__STATED PROBLEM 1__.
Which code names appear in quotation marks in the article on HPE Slingshot?
__STATED PROBLEM 2__.
Update the stretch of the HPE Slingshot article from "With the new" through "interface card itself." so that "offloaded" becomes "shifted".
__STATED PROBLEM 3__.
Carry the article on HPE Slingshot's stream triggered communication forward from its last sentence.

HPE Slingshot Makes The GPUs Do Control Plane Compute

In modern system architecture, there is a lot of shifting pieces of systems software (particularly in the control plane) and often their workloads around between pieces of silicon to get better bang for the buck, to improve the overall security of the system, or both. But it is important to remember that one compute engine’s offload is another compute engine’s onload, and no matter what, the computation still needs to get done somewhere.

With the new “Cassini” Slingshot 11 network interface card that works in concert with the “Rosetta” Slingshot Ethernet switch ASIC, HPE has offloaded some of the calculating that is done to manage the control planes for both computation and communication using the Message Passing Interface (MPI) protocol commonly used for distributed HPC applications and sometimes for AI training frameworks from the CPU to the GPU – and interestingly, not the network interface card itself.

This offload technique created by HPE’s engineers is called stream triggered communication, and it is part of the “Frontier” exascale-class supercomputer at Oak Ridge National Laboratories and the many machines that will be chips off this exascale block. In a recent paper, which you can read here, HPE showed off the new MPI offload method, making the distinction between the typical MPI communication that is GPU aware versus the stream triggered method that is GPU stream aware.

Here’s the gist. With normal GPU aware MPI software, inside the node the GPU vendors – the only two that matter today are Nvidia and AMD – have their own mechanisms for doing peer-to-peer communications between the GPUs – in this case NVLink and Infinity Fabric. For MPI data exchanges between GPUs located in different nodes, which is often required for running large simulations and models as well as for large AI training runs, MPI data movement is done through Remote Direct Memory Access methods, pioneered with InfiniBand adapters decades ago, which allow for the transfer of data between a GPU and a network interface card without the interaction of the host CPU’s network stack.

This is all well and good, but even with these GPU aware methods in modern MPI stacks, CPU threads are still needed to synchronize operations across the nodes and to orchestrate the moving of data between the compute engines. “This requirement results in all communication and synchronization operations occurring at GPU kernel boundaries,” the authors of the paper write.

This is what the process looks like this:

With the stream triggered technique created by HPE for the Cassini adapter and the Rosetta ASIC, the kernel operations of the GPU are queued up and put in concurrent streams, and the stream of GPU kernel operations is wrapped in command descriptors that allows these operations to be triggered at some later point, with control operations appended to the GPU stream and, importantly, for the operations to be executed by the GPU control processor, not the CPU.

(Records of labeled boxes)
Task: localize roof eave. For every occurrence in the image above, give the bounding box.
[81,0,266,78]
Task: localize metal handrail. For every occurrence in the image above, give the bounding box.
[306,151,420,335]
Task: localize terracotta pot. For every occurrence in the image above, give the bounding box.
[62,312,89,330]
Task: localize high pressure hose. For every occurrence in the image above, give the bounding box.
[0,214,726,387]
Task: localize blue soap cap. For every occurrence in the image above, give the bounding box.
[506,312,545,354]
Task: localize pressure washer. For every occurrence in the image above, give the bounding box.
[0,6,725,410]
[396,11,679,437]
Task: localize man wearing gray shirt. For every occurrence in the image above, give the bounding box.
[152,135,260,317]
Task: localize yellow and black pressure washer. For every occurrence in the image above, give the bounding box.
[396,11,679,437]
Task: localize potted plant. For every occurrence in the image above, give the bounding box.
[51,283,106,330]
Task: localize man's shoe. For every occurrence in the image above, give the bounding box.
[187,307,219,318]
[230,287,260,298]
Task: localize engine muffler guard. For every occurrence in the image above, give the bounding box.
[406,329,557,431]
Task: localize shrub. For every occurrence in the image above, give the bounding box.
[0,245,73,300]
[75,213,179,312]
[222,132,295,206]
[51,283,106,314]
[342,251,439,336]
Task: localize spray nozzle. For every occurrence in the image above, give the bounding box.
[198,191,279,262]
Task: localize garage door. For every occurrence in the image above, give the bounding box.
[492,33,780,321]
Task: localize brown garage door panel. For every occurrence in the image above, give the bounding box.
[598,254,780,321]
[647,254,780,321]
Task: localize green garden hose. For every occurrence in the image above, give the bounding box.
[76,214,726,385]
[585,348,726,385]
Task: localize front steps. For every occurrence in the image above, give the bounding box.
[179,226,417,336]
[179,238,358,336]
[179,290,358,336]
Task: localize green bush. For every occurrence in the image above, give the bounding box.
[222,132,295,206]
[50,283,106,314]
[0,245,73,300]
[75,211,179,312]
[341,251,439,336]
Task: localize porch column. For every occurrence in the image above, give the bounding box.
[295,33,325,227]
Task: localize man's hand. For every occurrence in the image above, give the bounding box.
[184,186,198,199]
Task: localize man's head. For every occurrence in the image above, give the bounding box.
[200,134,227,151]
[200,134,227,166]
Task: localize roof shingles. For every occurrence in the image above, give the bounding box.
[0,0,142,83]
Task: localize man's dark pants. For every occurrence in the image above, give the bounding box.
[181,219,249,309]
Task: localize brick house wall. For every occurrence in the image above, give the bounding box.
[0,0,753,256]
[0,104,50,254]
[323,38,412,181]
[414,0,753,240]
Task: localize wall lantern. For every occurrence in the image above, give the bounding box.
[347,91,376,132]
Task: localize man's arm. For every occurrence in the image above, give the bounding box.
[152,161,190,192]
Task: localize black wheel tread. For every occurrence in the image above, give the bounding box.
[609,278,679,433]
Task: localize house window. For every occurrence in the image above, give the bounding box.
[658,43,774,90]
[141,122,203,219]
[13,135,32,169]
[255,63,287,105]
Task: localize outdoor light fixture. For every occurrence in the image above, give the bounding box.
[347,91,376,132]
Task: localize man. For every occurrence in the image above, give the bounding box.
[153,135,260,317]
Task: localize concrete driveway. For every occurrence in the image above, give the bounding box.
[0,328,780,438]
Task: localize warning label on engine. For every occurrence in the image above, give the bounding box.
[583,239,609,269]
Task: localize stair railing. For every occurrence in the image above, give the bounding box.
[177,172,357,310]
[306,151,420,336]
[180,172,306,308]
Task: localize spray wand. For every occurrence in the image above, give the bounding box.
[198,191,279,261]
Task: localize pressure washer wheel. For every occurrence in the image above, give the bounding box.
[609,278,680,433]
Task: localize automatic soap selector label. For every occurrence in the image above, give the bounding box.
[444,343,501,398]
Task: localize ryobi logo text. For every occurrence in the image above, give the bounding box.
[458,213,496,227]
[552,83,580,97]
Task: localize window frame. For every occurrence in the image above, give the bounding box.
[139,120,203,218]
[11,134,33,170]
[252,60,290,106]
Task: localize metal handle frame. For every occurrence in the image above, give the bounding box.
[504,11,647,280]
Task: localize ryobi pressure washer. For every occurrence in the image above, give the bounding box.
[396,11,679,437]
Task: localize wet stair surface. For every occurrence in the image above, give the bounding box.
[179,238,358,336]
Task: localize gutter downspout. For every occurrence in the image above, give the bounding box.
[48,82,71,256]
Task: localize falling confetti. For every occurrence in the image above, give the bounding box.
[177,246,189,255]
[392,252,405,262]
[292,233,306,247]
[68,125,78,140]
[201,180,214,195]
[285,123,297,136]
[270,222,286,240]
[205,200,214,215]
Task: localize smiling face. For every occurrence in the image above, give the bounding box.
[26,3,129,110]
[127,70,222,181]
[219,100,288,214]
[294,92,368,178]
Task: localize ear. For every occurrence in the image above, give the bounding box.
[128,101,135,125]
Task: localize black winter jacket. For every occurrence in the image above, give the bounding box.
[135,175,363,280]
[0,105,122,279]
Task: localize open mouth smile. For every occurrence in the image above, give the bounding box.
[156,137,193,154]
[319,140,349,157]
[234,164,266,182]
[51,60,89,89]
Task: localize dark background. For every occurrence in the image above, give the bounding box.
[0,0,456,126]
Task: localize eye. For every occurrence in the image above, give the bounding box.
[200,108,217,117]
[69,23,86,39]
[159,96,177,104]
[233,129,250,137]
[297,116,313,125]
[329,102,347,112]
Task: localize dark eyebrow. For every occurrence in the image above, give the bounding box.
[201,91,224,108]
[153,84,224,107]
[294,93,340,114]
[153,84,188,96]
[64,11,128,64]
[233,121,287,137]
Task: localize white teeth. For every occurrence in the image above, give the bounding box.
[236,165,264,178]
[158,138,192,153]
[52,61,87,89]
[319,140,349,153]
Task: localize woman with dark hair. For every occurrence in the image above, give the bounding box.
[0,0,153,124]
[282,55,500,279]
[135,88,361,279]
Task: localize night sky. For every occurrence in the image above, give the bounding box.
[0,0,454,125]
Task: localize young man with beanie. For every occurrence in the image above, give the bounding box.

__RESPONSE 1__.
- "Cassini"
- "Rosetta"
- "Frontier"

__RESPONSE 2__.
With the new “Cassini” Slingshot 11 network interface card that works in concert with the “Rosetta” Slingshot Ethernet switch ASIC, HPE has shifted some of the calculating that is done to manage the control planes for both computation and communication using the Message Passing Interface (MPI) protocol commonly used for distributed HPC applications and sometimes for AI training frameworks from the CPU to the GPU – and interestingly, not the network interface card itself.

__RESPONSE 3__.
Here is what the stream-triggered process looks like:

The trick with supercomputers, if there is any at all, is that a zillion incremental changes across the system add up to step function improvements in performance and scale. And it is this attention to detail, which is happening in every network stack and computational framework used in HPC and AI, that makes real progress possible. We are not covering this new stream triggered technique because it can double HPC and AI application performance, but to illustrate the principle that many small incremental steps, way down deep in the hardware architecture and in the gorp of the system software is what makes that step function high step it.

To test the stream triggered GPU onload technique for MPI, HPE grabbed the Nekbone benchmark from the CORAL-2 procurement software stack that led to the three exascale-class machines created by the US Department of Energy. Nekbone is one of the core kernels in the Navier-Stokes solver called Nek5000. One of the microbenchmark kernels, which does nearest neighbor processing, pulled out of Nekbone used for performance testing is called Faces, and this is the one that HPE used to test nodes based on AMD Epyc processors and AMD Instinct GPUs, presumably at Oak Ridge but maybe in a lab. (The paper is not clear.) We do know the Faces test was run on eight nodes with eight MPI processes per node, and eight nodes with one MPI process per node.

In the former, the performance of the Faces test showed a 10 percent performance leap over the plain vanilla MPI implementation. Like this:

But when there is only one MPI process per node, the performance increased by 4 percent to 8 percent:

HPE notes that this is just the beginning of this research, and it is working to “identify options to fully offload the ST communications semantics to get the maximum performance benefits from new interfaces.”

What we were wondering is this: Wouldn’t all of this MPI processing more naturally be performed on a DPU? Perhaps in the long run, it will be. But for now, in an architecture without a DPU, shunting some of the MPI work off to the GPU looks to be a good stopgap measure.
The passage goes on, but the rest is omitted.